>> START Material for this task
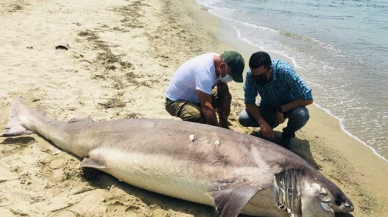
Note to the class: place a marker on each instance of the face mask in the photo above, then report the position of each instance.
(261, 79)
(226, 79)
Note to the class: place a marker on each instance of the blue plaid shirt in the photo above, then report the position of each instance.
(285, 87)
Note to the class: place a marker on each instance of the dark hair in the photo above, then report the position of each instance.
(258, 59)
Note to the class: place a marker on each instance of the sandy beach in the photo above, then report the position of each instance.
(113, 60)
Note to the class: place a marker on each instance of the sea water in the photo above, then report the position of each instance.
(339, 47)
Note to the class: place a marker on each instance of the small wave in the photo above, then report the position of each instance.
(349, 134)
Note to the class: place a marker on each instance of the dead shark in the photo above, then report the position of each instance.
(234, 172)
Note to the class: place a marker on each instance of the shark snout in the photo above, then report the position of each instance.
(347, 207)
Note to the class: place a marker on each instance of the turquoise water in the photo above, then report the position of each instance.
(340, 48)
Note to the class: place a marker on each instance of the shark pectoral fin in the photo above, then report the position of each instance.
(15, 126)
(87, 119)
(229, 202)
(92, 163)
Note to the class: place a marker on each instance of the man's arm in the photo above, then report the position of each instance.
(224, 109)
(295, 104)
(266, 130)
(291, 105)
(207, 108)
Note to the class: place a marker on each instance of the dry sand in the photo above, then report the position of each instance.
(120, 58)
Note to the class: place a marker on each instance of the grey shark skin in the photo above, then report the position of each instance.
(234, 172)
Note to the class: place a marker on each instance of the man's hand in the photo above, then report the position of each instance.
(207, 108)
(280, 117)
(266, 130)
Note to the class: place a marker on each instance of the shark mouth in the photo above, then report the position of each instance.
(288, 191)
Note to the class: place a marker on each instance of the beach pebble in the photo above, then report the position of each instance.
(193, 137)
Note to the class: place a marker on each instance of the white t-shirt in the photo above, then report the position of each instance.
(197, 73)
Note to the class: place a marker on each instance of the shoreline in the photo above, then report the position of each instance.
(236, 41)
(230, 35)
(368, 181)
(144, 43)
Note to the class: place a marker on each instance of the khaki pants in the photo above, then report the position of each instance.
(190, 111)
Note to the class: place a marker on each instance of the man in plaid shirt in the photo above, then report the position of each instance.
(283, 94)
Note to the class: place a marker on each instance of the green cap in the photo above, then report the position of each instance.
(235, 62)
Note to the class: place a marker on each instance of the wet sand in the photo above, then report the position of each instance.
(120, 57)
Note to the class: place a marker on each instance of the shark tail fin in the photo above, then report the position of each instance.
(15, 126)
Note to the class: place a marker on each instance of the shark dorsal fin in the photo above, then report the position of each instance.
(229, 202)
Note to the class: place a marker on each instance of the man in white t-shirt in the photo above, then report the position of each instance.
(199, 87)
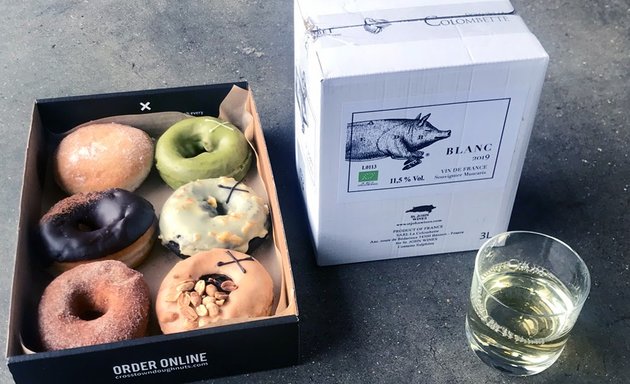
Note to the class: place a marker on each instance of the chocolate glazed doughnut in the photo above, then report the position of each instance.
(111, 224)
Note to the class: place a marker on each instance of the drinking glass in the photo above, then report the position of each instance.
(526, 294)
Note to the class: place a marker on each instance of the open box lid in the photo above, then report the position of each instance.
(327, 14)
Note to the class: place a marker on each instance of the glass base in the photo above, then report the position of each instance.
(494, 356)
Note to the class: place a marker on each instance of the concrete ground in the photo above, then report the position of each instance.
(575, 183)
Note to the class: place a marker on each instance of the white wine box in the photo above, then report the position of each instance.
(412, 123)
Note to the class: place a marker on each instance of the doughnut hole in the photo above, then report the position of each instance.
(86, 226)
(191, 149)
(88, 306)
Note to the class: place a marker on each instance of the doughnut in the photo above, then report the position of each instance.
(111, 224)
(94, 303)
(213, 288)
(212, 213)
(102, 156)
(202, 148)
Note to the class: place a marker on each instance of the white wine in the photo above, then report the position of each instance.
(519, 317)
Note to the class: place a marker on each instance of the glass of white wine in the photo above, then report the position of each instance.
(527, 292)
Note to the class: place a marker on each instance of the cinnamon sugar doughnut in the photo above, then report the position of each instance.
(94, 303)
(102, 156)
(212, 288)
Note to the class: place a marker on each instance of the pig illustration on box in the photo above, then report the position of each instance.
(399, 139)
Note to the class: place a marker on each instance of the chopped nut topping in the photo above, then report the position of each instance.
(213, 310)
(228, 286)
(201, 310)
(195, 298)
(200, 287)
(221, 295)
(189, 313)
(199, 300)
(183, 300)
(185, 286)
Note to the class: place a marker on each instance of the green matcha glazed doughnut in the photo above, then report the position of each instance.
(201, 148)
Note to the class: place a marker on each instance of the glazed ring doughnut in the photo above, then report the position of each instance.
(211, 288)
(202, 148)
(111, 224)
(90, 158)
(94, 303)
(212, 213)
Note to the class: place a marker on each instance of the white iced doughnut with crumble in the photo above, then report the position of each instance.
(212, 213)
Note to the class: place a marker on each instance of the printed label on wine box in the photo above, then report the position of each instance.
(424, 145)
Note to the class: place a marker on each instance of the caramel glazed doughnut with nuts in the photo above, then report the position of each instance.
(211, 288)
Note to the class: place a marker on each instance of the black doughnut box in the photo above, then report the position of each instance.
(259, 344)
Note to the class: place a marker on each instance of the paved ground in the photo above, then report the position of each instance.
(575, 184)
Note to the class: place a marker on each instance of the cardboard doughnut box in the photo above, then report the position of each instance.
(256, 344)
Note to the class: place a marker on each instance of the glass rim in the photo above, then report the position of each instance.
(582, 298)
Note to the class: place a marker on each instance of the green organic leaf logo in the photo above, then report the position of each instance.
(368, 176)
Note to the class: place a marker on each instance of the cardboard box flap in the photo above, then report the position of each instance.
>> END Material for this task
Task instructions: Please rewrite all of the lines above, replacing "place a marker" with "put a pin" wherever it occurs and changing nothing else. Leave the pictures out.

Result for this task:
Note to the class: put a pin on each instance of the face mask in the photo above, then report the position of each instance.
(261, 79)
(226, 79)
Note to the class: put a pin on each instance of the blue plaid shirt in the photo above, then report the position of each instance.
(285, 87)
Note to the class: put a pin on each instance of the dark hair in the photo above, then report the position of each instance.
(258, 59)
Note to the class: put a pin on each instance of the sandy beach in the photo above, then report the position of each instance.
(113, 60)
Note to the class: put a pin on each instance of the sea water in the photo above, then report the position of each instance.
(339, 47)
Note to the class: put a pin on each instance of the small wave in the photo above, then report the position of each instance.
(349, 134)
Note to the class: put a pin on each instance of the dead shark in the photo above, then report the position of each instance.
(234, 172)
Note to the class: put a pin on each instance of the shark snout in the photo above, then report the position of each instance.
(347, 207)
Note to the class: put a pin on each instance of the turquoise water in the photo above, then report the position of each instance.
(340, 48)
Note to the class: put a pin on each instance of the shark pectoral fin in the photo above, then report the position of each instance.
(15, 126)
(87, 119)
(229, 202)
(92, 163)
Note to the class: put a pin on each instance of the man's arm in the photo above, then report the position of each instance.
(224, 109)
(295, 104)
(266, 130)
(291, 105)
(207, 108)
Note to the class: put a pin on each instance of the dry sand in the photo above, then report the position of each instance.
(120, 58)
Note to the class: put a pin on each instance of the grey shark skin in the photo above, then report the position of each instance.
(234, 172)
Note to the class: put a pin on each instance of the man's hand in the photo above, then report the position of each instance.
(207, 108)
(280, 117)
(266, 130)
Note to the class: put a pin on each instance of the shark mouth in the photo above, then report the position of each instance.
(288, 191)
Note to the class: put a pin on each instance of the beach pebble in the photo above, then report the position of each instance.
(193, 137)
Note to the class: put a pin on each instance of the white t-shirt in the photo above, then report the position of each instance.
(197, 73)
Note to the class: put a pin on each instance of the shoreline in the photo above, then report the position of each instance.
(236, 41)
(230, 35)
(368, 181)
(144, 43)
Note to the class: put a pin on each instance of the khaki pants in the photo above, then report the position of each instance.
(190, 111)
Note to the class: put a pin on each instance of the man in plaid shirt in the photo above, then report the position of each instance.
(283, 94)
Note to the class: put a pin on each instance of the green cap in the photo above, then report the position of each instance.
(235, 62)
Note to the class: put a pin on each instance of the wet sand in the photo above, then report the position of each instance.
(120, 57)
Note to the class: put a pin on each instance of the shark tail fin in the photo above, then report the position of each instance.
(15, 126)
Note to the class: put a pin on each instance of the shark dorsal fin in the photo above, then report the position of each instance.
(229, 202)
Note to the class: put a pin on each instance of the man in white t-shirt in the photo above, then report the position of each instance.
(199, 87)
Note to the class: put a pin on each instance of the chocolate glazed doughnut in the photo above, then report the position of each instance.
(111, 224)
Note to the class: put a pin on each instance of the drinking glass in the photo above, then report the position of each instance.
(526, 294)
Note to the class: put a pin on each instance of the open box lid in the photo above, then report the position of each instance.
(327, 14)
Note to the class: put a pin on each instance of the glass base in the photo above, then report the position of each instance.
(494, 356)
Note to the class: put a pin on each instance of the concrete ground in the photo above, then report the position of each instance.
(575, 183)
Note to the class: put a pin on each instance of the white wine box in the photo above, then report the position of each instance.
(412, 123)
Note to the class: put a pin on each instance of the doughnut hole in the photo above, then report the position of each instance.
(86, 226)
(191, 149)
(88, 306)
Note to the class: put a pin on each instance of the doughnut in the photo above, then report the position of each instance.
(111, 224)
(94, 303)
(213, 288)
(212, 213)
(102, 156)
(202, 148)
Note to the class: put a pin on each instance of the white wine in the photo above, then report the position of each instance.
(519, 317)
Note to the class: put a pin on each instance of the glass of white wine in the photo above, then report the position of each instance.
(527, 292)
Note to the class: put a pin on each instance of the cinnamon sugar doughnut in the photo above, then report the position of each instance.
(94, 303)
(102, 156)
(212, 288)
Note to the class: put a pin on each instance of the pig illustration on box in the photo above, then report the position of each instance.
(399, 139)
Note to the class: put a pin on each instance of the chopped nut topping in the photo above, then report the position of each instance.
(213, 310)
(228, 286)
(201, 310)
(195, 298)
(200, 287)
(221, 295)
(189, 313)
(199, 300)
(183, 300)
(185, 286)
Note to the class: put a pin on each instance of the green matcha glazed doughnut in the photo above, then report the position of each instance.
(201, 148)
Note to the class: put a pin on each instance of the glazed ring doughnut in the photo above, then report the position of each instance.
(211, 288)
(202, 148)
(111, 224)
(90, 158)
(94, 303)
(212, 213)
Note to the class: put a pin on each instance of the white iced doughnut with crumble in the photo above, then report the position of each instance.
(212, 213)
Note to the class: put a pin on each instance of the printed label on wine box in the photo above, then report the position of each instance.
(424, 145)
Note to the class: put a pin on each instance of the caramel glazed doughnut with nuts in the photo above, then report the position of each instance.
(211, 288)
Note to the class: put a pin on each instance of the black doughnut box in the photo above, then report the position of each instance.
(259, 344)
Note to the class: put a pin on each instance of the paved ground in the photo above, then report the position of each instance.
(575, 184)
Note to the class: put a pin on each instance of the cardboard doughnut box in the photo above, then report the position of each instance.
(256, 344)
Note to the class: put a pin on each instance of the glass rim in the photo above, then report the position of each instance.
(582, 298)
Note to the class: put a pin on each instance of the green organic leaf logo in the photo above, then report the position of each instance.
(368, 176)
Note to the class: put a pin on each instance of the cardboard box flap in the photo above, then report the position of each instance.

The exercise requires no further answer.